* _LESETEXT_:
--------------------
In den Kirchen des Nahen Ostens sind jedoch manche der alten aramäischen Überlieferungen bewahrt.
- Die Peschitta, die aramäische Bibel, die bis ins 4. Jh zurückreicht, und sich auf mündliche und alte aramäische schriftl. Überlieferungen stützt, hat laut ihrer eigenen Aussage den ursprünglicheren Erzählstrom bewahrt.
- Sprachforscher versuchen heute, die alten Erzählbilder wieder zugänglich zu machen, und zur Mehrdeutigkeit zurückzukehren, die in den Worten selbst impliziert ist. Sie versuchen den damals aufleuchtenden Wortfeldern auf die Spur zu kommen. Diese Forschungen sind aber in der deutschsprachigen Theologie noch nicht angekommen. Inzwischen kursieren verschiedene Versuche der Übersetzung. Aus den altaramäischen Texfassungen stammt der Text, der den „aramäischen Vater-unsern“ zugrundeliegt.
--------------------
* _VORLIEGENDE DATENSÄTZE_:
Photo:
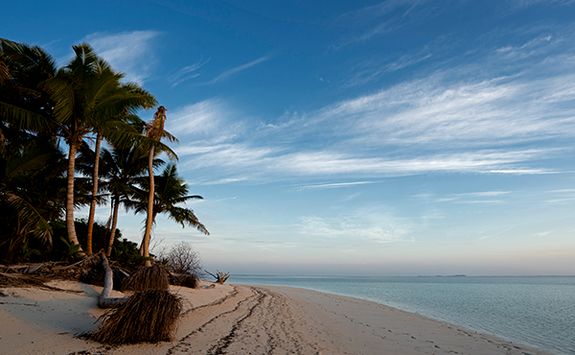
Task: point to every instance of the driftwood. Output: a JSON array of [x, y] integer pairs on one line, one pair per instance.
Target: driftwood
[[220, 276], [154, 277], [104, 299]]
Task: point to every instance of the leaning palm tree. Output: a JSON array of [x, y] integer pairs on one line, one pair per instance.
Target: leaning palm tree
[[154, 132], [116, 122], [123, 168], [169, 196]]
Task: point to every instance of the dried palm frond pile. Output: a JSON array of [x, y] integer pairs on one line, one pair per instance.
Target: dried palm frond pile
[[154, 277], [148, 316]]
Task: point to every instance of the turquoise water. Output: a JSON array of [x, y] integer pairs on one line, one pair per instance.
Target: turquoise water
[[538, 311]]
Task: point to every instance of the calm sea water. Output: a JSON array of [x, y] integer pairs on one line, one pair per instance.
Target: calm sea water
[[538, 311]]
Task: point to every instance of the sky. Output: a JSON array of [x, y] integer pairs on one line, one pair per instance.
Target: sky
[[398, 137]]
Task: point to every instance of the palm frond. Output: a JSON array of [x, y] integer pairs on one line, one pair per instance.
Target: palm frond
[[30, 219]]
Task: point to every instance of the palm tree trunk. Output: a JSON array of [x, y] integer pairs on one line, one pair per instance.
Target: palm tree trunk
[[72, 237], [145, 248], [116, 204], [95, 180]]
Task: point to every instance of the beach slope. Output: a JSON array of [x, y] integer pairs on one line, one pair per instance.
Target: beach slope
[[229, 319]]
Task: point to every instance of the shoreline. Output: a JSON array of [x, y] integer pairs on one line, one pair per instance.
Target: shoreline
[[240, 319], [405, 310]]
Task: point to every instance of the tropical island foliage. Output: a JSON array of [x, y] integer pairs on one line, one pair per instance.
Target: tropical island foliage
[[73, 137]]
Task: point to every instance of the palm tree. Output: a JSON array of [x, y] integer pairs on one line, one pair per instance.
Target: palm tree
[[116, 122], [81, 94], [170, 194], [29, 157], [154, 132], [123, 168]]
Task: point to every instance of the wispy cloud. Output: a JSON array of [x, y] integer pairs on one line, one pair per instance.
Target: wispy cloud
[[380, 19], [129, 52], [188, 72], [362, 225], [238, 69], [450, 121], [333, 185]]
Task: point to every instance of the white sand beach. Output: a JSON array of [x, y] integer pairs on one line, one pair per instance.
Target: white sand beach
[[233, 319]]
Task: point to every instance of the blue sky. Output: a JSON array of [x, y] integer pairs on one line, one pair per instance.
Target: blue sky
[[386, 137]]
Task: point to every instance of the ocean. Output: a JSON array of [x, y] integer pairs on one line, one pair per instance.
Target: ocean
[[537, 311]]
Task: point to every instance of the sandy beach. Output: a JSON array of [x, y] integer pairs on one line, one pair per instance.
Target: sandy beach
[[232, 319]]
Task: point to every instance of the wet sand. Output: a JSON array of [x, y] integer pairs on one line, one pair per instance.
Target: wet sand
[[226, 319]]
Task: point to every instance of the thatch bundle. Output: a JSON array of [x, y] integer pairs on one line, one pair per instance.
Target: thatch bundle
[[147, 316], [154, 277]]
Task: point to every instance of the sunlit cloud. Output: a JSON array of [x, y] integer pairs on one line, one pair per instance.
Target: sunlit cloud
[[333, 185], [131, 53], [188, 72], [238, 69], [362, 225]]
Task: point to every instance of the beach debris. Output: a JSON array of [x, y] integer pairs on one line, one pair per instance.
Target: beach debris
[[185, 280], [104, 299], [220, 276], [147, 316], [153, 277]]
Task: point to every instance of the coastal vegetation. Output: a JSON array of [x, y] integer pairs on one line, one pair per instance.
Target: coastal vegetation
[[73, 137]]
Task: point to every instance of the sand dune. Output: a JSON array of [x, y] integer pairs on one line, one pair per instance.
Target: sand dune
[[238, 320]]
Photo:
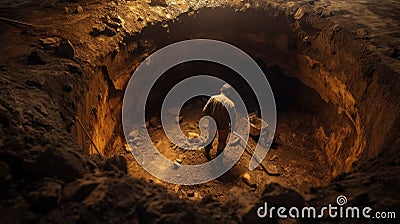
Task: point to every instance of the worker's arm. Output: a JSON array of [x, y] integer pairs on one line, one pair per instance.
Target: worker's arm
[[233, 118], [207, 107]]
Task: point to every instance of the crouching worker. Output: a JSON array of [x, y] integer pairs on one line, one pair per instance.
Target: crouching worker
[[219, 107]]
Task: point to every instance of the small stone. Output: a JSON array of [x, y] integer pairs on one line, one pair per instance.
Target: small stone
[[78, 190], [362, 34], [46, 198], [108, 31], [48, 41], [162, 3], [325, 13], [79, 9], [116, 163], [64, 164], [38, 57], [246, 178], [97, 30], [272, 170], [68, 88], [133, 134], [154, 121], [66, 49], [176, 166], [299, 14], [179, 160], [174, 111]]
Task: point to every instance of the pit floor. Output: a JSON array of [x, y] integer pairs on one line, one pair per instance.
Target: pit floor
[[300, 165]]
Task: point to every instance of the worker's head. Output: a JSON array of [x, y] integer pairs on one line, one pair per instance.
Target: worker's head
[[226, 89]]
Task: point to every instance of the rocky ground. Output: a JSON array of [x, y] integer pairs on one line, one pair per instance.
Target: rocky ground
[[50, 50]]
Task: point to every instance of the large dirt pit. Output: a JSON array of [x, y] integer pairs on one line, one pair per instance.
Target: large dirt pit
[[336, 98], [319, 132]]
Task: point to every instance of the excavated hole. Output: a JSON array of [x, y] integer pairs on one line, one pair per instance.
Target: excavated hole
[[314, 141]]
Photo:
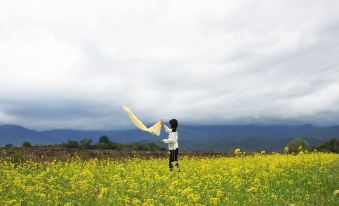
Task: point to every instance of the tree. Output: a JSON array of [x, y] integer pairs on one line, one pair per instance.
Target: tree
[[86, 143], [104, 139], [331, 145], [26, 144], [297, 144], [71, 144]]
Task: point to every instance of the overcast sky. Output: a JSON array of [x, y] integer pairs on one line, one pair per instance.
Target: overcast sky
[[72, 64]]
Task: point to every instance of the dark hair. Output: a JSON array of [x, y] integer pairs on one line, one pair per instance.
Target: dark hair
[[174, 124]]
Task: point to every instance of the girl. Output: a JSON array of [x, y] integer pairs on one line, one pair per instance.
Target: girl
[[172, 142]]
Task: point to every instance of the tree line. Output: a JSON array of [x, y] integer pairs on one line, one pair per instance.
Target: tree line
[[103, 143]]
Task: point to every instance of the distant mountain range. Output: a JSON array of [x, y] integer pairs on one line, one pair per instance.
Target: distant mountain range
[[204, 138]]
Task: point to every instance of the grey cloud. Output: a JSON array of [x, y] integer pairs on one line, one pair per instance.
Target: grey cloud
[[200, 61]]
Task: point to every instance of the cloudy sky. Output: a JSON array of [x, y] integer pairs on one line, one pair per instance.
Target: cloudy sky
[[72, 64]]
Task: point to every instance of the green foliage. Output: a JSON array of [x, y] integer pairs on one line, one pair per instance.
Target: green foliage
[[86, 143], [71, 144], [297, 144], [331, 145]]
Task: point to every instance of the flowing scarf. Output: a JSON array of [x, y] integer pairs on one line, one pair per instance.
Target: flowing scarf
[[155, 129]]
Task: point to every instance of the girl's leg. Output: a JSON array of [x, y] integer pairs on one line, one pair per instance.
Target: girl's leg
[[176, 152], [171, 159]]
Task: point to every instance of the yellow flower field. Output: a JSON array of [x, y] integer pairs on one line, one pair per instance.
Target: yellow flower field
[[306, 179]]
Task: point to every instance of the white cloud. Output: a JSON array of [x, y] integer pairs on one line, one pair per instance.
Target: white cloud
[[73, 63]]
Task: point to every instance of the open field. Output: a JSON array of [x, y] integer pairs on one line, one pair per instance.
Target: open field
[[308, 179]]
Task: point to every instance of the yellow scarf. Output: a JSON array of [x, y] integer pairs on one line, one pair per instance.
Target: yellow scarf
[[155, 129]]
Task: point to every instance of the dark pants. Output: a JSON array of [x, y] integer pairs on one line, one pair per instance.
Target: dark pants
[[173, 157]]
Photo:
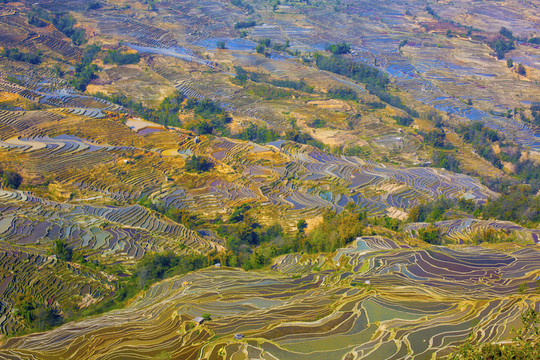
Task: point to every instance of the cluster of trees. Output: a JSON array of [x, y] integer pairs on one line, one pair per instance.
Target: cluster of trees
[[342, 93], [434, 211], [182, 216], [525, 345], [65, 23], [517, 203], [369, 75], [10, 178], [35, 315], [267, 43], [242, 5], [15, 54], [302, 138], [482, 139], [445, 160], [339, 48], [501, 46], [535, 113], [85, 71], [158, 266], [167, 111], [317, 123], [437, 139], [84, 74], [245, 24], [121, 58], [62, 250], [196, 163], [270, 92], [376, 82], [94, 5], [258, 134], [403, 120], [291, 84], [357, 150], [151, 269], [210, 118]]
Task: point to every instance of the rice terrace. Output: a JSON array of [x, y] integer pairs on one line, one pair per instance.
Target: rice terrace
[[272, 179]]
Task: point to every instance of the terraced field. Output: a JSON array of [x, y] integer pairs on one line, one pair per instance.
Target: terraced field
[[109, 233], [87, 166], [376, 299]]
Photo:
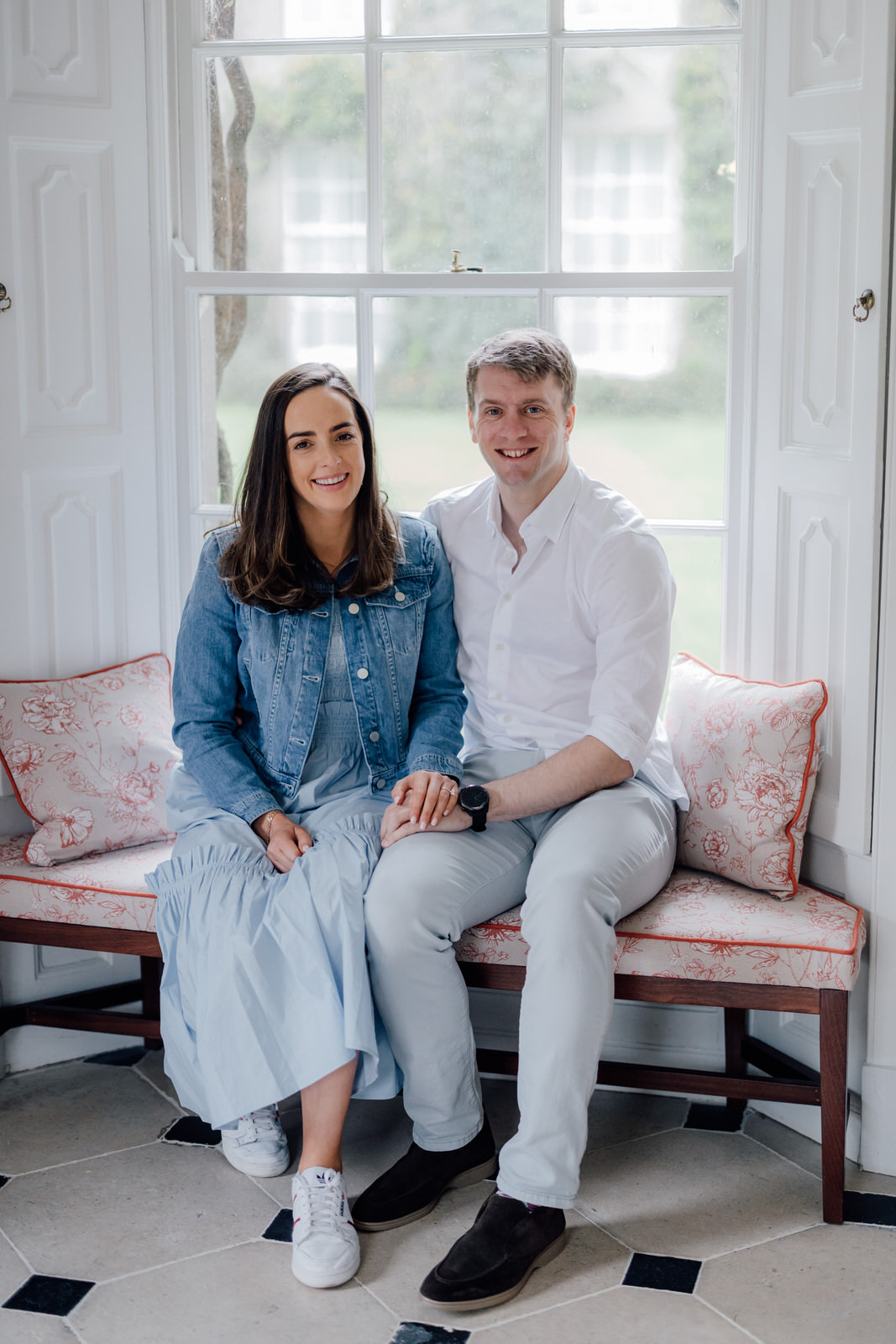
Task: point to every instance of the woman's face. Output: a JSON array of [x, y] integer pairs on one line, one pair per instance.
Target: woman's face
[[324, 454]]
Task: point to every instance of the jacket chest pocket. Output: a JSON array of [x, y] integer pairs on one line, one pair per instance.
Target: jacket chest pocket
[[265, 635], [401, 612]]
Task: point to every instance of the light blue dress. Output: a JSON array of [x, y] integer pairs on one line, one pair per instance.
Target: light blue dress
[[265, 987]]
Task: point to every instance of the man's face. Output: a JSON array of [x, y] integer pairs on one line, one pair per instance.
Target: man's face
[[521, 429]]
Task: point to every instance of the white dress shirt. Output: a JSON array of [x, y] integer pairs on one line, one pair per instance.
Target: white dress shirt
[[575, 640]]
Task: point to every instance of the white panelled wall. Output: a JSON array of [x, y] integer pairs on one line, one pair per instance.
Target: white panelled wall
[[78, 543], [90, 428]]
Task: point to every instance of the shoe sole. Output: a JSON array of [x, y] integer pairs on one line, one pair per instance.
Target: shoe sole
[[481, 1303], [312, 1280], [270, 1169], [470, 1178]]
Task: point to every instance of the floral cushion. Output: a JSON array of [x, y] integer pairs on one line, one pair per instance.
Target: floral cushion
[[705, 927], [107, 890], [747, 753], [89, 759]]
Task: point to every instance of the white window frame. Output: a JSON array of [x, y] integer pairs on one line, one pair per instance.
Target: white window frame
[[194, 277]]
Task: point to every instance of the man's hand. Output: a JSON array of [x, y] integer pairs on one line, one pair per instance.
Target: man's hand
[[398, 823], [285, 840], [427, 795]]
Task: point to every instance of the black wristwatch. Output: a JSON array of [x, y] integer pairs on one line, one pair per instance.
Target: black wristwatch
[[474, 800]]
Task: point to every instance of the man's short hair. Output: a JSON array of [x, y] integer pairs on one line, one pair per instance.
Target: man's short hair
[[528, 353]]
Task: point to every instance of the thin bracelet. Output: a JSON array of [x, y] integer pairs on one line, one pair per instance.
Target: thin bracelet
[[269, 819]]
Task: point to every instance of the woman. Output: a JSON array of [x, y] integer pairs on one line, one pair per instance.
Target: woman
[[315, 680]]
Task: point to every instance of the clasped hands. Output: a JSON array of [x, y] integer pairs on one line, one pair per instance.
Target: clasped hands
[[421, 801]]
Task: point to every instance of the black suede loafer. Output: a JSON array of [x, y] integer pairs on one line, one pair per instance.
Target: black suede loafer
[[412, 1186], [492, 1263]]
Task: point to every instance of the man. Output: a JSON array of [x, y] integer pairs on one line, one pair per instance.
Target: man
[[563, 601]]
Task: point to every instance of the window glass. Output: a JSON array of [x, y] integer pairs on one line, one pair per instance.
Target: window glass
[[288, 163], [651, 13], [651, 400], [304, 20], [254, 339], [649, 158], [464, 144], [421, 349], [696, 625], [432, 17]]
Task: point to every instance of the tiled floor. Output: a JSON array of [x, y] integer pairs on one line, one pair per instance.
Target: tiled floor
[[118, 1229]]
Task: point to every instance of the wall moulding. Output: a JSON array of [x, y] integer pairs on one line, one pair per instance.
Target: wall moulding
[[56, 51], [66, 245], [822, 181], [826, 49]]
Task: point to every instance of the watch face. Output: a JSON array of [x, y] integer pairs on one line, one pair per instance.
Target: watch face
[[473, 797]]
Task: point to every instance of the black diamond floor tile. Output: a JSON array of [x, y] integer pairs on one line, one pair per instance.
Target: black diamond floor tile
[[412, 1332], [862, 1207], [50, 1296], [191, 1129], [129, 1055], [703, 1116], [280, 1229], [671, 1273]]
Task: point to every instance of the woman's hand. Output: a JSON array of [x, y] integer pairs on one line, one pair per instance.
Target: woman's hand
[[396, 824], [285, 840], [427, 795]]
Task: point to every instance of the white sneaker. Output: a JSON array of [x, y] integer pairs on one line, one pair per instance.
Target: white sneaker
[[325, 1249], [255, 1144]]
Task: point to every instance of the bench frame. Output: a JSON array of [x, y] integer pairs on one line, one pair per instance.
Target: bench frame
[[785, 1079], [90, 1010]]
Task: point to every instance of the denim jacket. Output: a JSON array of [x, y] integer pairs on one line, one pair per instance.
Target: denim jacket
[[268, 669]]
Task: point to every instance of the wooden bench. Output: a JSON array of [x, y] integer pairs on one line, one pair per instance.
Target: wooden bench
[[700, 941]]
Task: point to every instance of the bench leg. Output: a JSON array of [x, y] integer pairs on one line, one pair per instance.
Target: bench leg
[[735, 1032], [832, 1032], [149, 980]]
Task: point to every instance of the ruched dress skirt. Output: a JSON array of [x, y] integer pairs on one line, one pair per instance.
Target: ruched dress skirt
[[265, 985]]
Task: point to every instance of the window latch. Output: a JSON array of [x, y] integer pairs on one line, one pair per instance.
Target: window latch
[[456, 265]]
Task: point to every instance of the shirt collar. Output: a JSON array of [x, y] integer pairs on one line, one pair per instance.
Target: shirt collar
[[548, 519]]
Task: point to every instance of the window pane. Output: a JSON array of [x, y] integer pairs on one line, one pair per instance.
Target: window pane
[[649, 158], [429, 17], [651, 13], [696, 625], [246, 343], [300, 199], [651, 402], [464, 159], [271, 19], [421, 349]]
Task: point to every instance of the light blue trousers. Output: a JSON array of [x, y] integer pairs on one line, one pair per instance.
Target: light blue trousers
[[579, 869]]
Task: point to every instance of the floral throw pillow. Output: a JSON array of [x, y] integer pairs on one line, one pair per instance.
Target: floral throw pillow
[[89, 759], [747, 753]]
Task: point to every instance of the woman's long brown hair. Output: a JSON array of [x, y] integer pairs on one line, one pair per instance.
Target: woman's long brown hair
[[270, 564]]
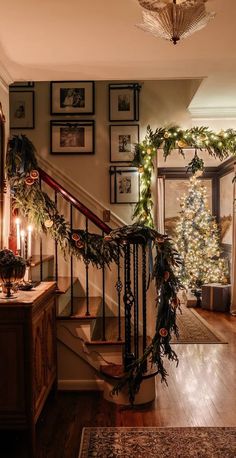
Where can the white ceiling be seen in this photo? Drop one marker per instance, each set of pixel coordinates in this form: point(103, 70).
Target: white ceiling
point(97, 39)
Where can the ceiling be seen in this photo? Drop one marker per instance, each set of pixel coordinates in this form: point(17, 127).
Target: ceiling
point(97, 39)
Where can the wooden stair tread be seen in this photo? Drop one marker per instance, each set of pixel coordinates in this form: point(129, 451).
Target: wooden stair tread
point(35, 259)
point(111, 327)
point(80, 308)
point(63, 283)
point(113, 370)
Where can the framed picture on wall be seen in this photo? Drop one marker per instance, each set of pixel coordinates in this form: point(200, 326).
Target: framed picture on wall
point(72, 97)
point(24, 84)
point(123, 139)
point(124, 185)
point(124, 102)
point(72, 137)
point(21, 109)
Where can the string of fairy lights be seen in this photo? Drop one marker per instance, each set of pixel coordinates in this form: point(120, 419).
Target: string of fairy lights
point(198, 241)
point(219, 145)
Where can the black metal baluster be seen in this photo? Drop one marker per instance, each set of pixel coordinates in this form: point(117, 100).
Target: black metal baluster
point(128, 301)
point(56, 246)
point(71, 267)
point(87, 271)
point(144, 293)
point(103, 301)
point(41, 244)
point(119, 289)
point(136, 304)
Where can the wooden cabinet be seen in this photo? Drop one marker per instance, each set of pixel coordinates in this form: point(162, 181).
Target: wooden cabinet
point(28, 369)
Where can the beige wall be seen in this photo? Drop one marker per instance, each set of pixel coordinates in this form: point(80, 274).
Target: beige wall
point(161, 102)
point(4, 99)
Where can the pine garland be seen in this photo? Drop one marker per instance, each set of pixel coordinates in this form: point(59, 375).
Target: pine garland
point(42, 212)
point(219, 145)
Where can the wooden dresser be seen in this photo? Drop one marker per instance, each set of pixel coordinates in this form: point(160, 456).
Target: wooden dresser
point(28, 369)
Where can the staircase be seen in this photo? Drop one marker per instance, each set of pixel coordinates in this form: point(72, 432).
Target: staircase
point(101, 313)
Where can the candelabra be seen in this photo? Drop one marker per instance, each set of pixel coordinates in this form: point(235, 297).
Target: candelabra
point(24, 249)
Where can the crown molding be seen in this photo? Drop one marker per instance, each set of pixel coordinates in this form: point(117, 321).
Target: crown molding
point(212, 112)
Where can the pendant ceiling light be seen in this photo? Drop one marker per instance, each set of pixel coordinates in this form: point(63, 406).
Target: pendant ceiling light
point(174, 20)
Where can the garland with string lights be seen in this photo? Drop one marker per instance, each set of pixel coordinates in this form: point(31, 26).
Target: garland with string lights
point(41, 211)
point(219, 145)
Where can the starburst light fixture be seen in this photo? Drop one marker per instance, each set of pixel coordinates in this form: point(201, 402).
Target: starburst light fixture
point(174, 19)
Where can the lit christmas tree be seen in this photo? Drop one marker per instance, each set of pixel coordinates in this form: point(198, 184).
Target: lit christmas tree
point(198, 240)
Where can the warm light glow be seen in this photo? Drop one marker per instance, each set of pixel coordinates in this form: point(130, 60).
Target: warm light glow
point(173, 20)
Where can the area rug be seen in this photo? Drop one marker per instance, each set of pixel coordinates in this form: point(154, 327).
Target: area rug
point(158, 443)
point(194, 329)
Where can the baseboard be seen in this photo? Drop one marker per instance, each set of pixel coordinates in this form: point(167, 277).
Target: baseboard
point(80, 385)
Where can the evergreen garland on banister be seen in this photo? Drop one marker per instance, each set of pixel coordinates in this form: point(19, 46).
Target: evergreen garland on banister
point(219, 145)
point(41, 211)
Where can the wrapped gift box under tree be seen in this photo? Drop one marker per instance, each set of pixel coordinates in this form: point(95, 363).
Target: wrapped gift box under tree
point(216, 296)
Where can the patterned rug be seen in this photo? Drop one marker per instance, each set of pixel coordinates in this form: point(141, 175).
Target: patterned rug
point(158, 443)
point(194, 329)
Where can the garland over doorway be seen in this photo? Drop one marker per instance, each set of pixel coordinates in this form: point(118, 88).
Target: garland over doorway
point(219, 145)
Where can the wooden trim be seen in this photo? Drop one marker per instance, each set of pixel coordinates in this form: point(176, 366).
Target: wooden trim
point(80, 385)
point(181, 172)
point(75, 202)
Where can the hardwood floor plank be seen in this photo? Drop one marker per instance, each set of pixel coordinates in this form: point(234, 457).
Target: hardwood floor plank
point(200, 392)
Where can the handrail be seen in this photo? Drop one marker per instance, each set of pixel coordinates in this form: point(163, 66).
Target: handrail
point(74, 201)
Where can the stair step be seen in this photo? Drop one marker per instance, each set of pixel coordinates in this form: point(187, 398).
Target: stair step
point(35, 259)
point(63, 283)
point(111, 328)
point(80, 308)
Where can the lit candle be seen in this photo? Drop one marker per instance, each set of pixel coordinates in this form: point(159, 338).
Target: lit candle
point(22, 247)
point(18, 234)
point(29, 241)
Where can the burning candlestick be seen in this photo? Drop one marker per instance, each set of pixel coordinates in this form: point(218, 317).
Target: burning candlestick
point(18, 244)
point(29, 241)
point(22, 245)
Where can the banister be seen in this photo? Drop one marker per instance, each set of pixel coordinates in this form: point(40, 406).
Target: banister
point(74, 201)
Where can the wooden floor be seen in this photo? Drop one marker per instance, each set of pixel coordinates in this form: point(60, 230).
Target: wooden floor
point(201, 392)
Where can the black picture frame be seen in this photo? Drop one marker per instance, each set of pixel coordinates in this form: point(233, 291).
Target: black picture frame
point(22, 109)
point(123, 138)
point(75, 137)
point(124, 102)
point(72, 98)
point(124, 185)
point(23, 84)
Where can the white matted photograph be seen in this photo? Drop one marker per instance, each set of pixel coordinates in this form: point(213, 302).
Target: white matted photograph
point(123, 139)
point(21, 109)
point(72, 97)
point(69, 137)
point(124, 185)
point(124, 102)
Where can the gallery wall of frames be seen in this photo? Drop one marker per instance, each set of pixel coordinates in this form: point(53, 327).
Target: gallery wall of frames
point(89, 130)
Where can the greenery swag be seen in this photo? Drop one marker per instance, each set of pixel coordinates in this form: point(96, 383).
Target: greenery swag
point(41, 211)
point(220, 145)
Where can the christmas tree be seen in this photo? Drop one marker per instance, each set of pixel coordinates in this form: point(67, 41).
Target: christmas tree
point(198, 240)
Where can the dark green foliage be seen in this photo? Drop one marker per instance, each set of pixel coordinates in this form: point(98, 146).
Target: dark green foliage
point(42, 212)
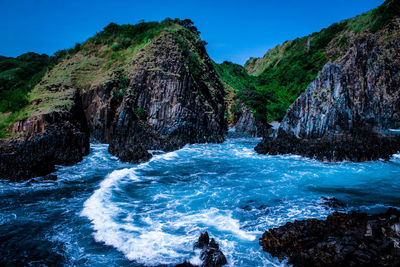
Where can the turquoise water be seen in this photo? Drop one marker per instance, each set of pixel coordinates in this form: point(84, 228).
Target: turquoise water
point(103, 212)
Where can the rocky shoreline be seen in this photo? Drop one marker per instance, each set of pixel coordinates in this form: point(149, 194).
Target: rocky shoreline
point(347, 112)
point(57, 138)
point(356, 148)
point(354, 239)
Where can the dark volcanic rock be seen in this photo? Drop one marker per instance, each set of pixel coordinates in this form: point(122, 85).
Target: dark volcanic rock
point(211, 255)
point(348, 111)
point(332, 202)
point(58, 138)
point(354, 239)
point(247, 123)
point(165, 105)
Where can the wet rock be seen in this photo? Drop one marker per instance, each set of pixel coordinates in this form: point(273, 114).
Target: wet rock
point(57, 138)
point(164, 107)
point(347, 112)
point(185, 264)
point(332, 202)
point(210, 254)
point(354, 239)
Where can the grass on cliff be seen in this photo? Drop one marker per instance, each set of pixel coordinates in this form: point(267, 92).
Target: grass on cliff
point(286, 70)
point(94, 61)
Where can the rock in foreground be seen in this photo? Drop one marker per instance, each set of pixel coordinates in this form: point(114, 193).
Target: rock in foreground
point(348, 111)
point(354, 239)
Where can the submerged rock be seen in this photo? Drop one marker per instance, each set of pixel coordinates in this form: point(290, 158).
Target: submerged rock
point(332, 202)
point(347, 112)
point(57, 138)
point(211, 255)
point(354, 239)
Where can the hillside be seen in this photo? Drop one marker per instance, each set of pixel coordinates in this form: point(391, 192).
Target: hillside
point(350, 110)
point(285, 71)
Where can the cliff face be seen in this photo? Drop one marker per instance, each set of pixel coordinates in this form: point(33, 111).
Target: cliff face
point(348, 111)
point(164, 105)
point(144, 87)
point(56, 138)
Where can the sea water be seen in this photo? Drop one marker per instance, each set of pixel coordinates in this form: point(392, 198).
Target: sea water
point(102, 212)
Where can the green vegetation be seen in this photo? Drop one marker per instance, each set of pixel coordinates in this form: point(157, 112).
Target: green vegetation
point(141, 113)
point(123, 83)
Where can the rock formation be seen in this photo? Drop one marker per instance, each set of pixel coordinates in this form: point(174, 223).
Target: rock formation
--------------------
* _ARBEITSAUFTRÄGE_:
**a)** Aktualisieren Sie in den Datensätzen die Zeilen von der Zeile mit „Task: point to every instance of the beach debris.“ bis einschließlich der Zeile mit „[[185, 280], [104, 299], [220, 276], [147, 316], [153, 277]]“, indem Sie „integer pairs“ durch „whole-number pairs“ ersetzen und alles Übrige unverändert lassen. Geben Sie nur diese Zeilen wieder.
**b)** Schreiben Sie den Lesetext über die aramäischen Überlieferungen im Anschluss an seinen letzten Satz weiter.
Lesetext und Datensätze stammen aus voneinander unabhängigen Quellen.

* _LÖSUNGEN_:
**a)**
Task: point to every instance of the beach debris. Output: a JSON array of [x, y] whole-number pairs on one line, one pair per instance.
Target: beach debris
[[185, 280], [104, 299], [220, 276], [147, 316], [153, 277]]

**b)**
- Im Aramäischen gibt es für Gott sowohl das Wort Alaha= heilige Einheit, die nichts ausschließt, sowie Abwun= zeugend-gebärende immerwährende Schöpferkraft, männlich- weiblich-jenseits allem. Hebräisch heisst es auch in der Bibel: Abba, lieber Vater. Der alttestamentliche Gottesname ist – ebenfalls auf hebräisch JHWH. Dieser durfte nach dem Exil ca. 700 bis 539 v. Chr. nicht ausgesprochen werden und wurde unterschiedlich umschrieben: Der Name, Der Ewige, der Heilige, die Ewige, der Ort, Elohim, Adonaj, etc.
Alle anderen Gottesnamen bezeichnen nur Qualitäten Gottes, z.B. Herr der Heerscharen. Jesus hat das familiäre auf Vertrautheit im Umgang schließende Abba „Papa“ verwendet.
- Das aramäische Wort für Gebet heißt „eine Falle Stellen“ und damit etwas „einfangen“, wir könnten heute sagen: die richtige Frequenz suchen, um Gott zu „hören“, „sich ausrichten“. Es geht weniger ums reden, als darum in eine Beziehung zu gehen. also weniger reden, als ein in Beziehung kommen.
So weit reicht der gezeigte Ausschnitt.